▸ **Task to carry out**:
Rewrite the lines below, replacing "slate roof" with "tile roof" and keeping everything else the same. Leave the pictures out of your answer.

▸ **Records supplied**:

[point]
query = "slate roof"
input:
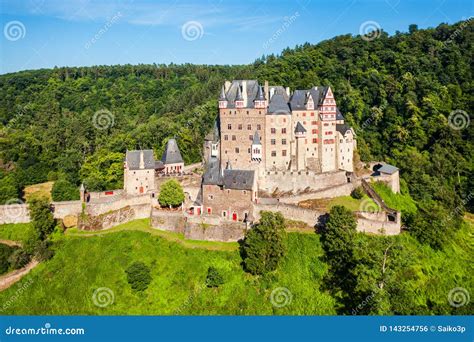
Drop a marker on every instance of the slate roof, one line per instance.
(387, 168)
(172, 155)
(299, 128)
(239, 179)
(342, 128)
(279, 102)
(212, 175)
(133, 159)
(252, 89)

▸ **Written response**:
[point]
query = "tile roof"
input:
Drop a marker on every instance of the tile roof, one line per instance.
(387, 168)
(172, 155)
(299, 128)
(239, 179)
(342, 128)
(279, 102)
(212, 175)
(133, 159)
(252, 89)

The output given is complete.